*** EXERCISE MATERIAL

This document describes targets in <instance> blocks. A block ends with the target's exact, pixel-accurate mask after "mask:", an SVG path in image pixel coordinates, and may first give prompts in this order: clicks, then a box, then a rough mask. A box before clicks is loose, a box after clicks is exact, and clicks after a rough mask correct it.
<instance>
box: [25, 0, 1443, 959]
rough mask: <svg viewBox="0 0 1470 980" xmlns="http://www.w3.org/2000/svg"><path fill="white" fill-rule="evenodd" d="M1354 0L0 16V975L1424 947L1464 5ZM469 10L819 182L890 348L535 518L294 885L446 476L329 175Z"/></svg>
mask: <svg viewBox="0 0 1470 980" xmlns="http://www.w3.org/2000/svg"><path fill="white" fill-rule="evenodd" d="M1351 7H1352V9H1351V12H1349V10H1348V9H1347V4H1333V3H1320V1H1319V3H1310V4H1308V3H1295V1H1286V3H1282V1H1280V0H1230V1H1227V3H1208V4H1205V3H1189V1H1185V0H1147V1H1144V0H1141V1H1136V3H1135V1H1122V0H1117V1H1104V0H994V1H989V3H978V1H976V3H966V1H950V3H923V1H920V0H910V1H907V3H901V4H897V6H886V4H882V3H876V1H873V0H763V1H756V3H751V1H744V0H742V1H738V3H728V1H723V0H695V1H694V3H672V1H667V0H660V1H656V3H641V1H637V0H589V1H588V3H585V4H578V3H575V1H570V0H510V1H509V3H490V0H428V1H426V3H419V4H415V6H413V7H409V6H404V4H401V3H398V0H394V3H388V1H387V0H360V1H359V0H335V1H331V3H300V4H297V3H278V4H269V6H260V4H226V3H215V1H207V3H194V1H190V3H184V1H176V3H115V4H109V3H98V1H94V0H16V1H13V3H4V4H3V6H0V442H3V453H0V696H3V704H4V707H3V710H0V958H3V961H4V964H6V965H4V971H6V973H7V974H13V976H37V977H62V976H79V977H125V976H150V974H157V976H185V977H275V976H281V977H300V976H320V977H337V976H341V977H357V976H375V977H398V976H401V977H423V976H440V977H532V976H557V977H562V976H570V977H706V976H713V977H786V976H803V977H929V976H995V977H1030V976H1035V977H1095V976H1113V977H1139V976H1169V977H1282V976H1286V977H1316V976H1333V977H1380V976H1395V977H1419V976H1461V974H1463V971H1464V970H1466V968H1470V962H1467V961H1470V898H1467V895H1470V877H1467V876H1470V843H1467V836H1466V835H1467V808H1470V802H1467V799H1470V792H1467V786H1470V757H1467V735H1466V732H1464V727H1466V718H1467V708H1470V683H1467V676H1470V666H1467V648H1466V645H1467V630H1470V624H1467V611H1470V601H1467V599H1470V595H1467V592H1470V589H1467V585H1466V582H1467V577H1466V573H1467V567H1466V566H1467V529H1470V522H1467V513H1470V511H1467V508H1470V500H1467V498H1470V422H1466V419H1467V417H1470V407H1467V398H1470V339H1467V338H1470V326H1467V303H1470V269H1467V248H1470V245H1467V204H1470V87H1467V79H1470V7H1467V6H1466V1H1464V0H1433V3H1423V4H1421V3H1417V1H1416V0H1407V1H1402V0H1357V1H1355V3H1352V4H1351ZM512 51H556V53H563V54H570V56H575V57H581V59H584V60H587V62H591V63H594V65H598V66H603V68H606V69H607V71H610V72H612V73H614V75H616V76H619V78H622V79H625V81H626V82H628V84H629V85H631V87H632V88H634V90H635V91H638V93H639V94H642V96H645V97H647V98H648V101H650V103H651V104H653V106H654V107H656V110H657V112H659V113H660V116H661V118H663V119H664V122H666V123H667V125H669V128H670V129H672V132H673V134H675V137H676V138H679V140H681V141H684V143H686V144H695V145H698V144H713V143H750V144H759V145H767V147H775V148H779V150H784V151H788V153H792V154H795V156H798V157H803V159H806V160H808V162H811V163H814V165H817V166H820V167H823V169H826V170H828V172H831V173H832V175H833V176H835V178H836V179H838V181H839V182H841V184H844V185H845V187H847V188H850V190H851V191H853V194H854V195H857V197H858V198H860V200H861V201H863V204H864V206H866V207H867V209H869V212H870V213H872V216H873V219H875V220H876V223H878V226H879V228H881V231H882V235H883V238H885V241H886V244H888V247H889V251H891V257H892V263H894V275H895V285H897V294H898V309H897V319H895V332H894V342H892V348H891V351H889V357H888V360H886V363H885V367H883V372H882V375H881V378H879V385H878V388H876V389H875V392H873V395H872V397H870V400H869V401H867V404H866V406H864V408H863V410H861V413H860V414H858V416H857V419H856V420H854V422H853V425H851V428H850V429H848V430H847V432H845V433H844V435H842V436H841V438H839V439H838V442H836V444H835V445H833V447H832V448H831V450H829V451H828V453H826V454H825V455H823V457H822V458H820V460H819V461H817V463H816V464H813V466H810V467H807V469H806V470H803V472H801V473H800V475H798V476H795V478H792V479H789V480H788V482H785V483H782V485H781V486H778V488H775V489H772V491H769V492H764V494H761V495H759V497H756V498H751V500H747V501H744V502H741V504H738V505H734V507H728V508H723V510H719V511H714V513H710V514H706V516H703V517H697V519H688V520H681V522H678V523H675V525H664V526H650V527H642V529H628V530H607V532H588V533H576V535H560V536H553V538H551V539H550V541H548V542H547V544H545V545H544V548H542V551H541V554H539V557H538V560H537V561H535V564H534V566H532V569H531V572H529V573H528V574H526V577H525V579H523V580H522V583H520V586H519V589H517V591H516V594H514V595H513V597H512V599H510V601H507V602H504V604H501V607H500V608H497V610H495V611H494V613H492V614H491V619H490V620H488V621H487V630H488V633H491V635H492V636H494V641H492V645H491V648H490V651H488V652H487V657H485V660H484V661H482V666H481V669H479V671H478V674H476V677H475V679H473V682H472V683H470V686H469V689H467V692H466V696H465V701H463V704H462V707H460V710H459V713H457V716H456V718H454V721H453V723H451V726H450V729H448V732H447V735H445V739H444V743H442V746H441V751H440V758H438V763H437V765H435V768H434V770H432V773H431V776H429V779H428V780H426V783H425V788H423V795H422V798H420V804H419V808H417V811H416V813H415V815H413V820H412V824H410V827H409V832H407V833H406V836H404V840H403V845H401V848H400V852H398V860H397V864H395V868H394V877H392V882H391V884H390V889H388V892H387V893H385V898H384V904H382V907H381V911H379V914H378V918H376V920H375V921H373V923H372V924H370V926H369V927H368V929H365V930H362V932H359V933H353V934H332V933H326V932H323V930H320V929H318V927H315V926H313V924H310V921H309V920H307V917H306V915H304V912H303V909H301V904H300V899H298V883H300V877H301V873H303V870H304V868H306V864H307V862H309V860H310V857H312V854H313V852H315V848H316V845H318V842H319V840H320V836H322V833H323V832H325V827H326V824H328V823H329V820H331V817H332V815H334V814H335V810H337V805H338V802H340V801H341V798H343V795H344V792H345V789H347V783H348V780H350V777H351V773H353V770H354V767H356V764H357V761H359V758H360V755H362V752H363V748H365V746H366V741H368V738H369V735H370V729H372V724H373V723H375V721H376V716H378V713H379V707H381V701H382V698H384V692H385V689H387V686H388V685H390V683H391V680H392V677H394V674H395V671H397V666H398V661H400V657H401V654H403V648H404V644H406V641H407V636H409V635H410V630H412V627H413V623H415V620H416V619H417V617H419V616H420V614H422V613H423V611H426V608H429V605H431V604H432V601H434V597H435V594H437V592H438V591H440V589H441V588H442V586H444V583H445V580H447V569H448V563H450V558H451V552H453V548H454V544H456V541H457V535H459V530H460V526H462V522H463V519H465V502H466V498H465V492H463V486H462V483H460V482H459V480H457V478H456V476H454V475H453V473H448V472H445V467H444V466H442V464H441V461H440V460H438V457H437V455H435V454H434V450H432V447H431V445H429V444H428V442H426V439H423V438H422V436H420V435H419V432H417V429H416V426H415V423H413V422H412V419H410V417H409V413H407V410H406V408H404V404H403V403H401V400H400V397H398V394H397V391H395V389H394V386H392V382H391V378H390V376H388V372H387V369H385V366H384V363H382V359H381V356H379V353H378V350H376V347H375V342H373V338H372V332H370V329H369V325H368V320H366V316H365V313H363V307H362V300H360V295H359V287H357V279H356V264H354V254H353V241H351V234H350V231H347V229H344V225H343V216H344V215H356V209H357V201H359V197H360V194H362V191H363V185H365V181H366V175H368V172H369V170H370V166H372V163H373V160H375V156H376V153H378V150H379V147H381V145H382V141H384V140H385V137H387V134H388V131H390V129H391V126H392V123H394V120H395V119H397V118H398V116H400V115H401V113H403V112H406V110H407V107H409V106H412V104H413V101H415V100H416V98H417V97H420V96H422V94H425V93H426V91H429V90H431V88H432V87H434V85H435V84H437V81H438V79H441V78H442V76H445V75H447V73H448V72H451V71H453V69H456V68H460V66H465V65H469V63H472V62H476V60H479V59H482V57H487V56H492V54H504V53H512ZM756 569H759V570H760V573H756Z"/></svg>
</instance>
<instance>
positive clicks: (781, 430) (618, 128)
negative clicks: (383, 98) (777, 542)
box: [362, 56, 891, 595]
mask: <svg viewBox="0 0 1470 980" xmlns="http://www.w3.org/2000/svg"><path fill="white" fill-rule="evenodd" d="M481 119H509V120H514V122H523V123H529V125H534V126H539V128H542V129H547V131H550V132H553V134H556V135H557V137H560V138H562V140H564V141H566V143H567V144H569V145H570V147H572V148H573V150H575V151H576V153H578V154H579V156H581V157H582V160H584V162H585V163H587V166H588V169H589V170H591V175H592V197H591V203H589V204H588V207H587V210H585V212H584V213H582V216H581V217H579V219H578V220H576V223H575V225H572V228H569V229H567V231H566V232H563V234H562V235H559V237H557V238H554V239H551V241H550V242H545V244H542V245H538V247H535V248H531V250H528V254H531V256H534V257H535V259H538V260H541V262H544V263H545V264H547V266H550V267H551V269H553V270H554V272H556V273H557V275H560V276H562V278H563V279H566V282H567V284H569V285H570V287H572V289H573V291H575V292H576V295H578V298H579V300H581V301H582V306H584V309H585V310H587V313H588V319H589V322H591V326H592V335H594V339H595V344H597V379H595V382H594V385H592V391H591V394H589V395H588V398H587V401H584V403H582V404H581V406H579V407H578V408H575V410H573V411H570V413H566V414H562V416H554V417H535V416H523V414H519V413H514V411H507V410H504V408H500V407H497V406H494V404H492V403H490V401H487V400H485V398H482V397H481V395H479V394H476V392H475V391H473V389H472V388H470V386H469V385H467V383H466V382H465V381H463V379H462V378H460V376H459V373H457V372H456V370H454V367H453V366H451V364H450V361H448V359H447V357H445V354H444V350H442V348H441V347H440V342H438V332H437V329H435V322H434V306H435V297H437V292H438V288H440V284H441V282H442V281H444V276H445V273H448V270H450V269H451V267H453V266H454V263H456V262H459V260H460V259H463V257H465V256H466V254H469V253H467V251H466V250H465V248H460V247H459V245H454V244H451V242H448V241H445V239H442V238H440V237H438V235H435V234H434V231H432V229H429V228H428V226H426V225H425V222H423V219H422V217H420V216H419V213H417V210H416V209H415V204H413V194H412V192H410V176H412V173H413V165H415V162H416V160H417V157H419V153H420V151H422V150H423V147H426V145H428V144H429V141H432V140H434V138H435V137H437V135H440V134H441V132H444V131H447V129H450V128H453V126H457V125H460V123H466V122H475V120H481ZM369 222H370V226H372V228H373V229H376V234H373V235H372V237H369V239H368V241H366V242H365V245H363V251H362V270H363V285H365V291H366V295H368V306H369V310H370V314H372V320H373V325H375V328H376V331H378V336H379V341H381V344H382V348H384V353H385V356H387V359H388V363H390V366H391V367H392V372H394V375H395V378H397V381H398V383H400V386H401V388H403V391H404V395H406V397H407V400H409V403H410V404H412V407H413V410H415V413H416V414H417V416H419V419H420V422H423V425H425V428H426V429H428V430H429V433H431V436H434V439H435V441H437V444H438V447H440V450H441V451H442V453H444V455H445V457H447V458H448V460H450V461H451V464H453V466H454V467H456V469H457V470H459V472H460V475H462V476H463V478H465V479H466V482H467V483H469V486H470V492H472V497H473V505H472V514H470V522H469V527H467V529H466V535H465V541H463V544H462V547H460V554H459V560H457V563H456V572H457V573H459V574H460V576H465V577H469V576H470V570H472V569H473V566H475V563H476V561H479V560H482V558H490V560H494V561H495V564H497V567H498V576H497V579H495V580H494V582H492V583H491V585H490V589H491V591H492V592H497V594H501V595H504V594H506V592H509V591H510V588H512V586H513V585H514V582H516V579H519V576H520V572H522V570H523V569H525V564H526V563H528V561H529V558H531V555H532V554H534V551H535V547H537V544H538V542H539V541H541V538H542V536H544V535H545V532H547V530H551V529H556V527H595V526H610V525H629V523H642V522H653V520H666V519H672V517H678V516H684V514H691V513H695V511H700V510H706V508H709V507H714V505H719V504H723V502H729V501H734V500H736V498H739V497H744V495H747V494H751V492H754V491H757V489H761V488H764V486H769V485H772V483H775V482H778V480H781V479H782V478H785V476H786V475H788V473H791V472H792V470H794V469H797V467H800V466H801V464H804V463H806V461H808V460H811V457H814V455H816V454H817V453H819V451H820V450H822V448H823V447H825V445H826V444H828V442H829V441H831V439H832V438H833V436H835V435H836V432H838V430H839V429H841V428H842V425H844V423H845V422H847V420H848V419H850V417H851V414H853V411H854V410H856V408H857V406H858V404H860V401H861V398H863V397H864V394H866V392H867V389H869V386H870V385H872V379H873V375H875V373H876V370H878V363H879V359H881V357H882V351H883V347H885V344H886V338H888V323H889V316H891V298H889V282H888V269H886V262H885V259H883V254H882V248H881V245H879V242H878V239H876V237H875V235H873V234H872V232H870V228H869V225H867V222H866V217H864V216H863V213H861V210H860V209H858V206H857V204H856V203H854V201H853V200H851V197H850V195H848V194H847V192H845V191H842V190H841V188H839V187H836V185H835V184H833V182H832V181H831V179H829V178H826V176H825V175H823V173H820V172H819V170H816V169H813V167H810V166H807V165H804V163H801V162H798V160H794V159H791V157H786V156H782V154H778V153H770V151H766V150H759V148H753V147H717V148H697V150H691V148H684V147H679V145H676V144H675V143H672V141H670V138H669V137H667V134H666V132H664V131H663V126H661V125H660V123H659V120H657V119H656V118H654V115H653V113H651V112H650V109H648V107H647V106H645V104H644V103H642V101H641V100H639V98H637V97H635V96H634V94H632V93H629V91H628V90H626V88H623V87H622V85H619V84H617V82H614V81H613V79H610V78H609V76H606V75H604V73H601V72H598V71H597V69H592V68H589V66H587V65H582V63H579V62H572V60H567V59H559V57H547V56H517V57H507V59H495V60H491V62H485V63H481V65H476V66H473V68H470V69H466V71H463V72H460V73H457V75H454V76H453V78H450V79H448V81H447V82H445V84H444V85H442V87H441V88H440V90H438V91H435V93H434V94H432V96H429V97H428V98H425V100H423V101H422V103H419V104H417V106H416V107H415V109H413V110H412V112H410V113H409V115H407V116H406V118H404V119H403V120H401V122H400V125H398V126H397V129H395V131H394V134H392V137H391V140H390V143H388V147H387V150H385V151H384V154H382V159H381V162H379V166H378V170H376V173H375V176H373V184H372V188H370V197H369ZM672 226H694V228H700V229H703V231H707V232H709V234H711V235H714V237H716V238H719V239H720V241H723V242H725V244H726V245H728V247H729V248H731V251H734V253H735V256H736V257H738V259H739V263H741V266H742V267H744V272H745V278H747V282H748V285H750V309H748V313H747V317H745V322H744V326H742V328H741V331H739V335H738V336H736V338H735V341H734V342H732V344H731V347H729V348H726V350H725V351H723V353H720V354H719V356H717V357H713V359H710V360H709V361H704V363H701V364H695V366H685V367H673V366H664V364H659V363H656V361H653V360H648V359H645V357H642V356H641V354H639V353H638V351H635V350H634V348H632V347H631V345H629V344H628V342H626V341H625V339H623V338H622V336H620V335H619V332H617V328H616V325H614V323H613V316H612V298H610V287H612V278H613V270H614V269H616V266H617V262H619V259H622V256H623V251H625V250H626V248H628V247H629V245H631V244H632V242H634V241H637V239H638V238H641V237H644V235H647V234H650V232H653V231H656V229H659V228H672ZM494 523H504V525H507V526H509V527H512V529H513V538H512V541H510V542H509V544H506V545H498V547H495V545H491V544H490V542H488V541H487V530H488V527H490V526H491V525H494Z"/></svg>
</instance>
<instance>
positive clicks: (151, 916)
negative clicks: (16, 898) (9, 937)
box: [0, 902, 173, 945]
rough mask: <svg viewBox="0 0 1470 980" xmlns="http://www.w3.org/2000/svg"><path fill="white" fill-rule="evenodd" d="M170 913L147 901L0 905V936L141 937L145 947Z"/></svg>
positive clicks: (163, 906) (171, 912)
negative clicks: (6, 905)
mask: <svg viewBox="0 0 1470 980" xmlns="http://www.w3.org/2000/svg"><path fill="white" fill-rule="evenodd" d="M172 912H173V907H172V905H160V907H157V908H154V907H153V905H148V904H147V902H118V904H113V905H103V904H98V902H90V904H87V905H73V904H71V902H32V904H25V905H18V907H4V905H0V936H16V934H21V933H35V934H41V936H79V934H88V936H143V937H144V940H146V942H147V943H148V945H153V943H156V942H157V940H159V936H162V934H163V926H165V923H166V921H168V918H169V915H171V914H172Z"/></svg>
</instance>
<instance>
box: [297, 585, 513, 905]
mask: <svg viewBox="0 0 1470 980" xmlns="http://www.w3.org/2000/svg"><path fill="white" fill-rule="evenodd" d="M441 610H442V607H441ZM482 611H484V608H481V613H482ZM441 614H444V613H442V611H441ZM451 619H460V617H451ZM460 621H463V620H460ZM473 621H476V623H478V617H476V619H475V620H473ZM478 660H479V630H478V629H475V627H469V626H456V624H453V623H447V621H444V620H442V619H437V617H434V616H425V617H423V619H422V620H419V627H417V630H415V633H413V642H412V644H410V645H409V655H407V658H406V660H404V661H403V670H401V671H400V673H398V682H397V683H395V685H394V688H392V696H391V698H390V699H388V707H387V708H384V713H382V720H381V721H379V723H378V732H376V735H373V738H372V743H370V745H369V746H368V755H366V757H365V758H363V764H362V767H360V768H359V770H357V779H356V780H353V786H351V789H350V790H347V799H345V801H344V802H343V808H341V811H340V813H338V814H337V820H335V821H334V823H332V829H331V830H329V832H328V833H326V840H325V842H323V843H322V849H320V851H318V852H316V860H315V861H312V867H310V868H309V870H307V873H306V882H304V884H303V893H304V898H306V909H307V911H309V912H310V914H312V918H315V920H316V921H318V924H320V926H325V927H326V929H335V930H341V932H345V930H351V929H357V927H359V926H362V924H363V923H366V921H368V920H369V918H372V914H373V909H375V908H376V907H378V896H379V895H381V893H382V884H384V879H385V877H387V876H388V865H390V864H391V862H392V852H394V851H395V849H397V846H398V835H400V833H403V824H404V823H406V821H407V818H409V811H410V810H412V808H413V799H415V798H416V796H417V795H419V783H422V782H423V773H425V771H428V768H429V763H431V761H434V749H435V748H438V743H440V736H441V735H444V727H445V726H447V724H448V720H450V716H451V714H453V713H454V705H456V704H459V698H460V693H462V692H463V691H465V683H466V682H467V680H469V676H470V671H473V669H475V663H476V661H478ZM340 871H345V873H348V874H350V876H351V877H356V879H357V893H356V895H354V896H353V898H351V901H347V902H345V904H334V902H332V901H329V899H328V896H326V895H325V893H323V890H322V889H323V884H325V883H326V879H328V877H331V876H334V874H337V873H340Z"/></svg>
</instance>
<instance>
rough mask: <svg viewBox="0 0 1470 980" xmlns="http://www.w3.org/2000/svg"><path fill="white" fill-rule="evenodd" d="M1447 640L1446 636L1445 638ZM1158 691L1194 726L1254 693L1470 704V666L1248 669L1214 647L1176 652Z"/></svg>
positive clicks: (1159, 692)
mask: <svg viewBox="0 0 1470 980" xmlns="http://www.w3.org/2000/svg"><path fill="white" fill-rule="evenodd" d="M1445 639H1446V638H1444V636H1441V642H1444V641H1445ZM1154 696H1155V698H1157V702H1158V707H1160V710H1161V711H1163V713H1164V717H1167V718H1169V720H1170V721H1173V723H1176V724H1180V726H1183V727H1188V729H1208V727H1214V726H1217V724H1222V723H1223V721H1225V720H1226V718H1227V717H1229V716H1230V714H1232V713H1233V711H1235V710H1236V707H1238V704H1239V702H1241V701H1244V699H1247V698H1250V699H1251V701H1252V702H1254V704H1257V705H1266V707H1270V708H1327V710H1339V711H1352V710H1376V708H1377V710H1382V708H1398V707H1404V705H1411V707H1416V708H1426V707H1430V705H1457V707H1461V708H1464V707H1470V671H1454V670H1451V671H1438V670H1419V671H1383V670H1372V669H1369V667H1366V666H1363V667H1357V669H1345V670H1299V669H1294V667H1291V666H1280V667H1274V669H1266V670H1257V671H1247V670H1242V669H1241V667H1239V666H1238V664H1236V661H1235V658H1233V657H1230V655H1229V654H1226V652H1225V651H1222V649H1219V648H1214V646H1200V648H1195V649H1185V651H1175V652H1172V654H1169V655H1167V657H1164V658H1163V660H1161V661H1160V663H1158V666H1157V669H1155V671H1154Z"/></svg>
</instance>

******

YOUR OBJECTIVE: Starting with the first line of the data and going on through the line with "box: [25, 0, 1443, 959]", write those lines out again, switching "document" to "text" and leaving everything else unchanged.

SOLUTION FOR THIS TASK:
This text describes targets in <instance> blocks. A block ends with the target's exact, pixel-accurate mask after "mask:", an SVG path in image pixel coordinates, and may first give prompts in this order: clicks, then a box, then a rough mask. A box before clicks is loose, a box after clicks is exact, and clicks after a rough mask correct it.
<instance>
box: [25, 0, 1443, 959]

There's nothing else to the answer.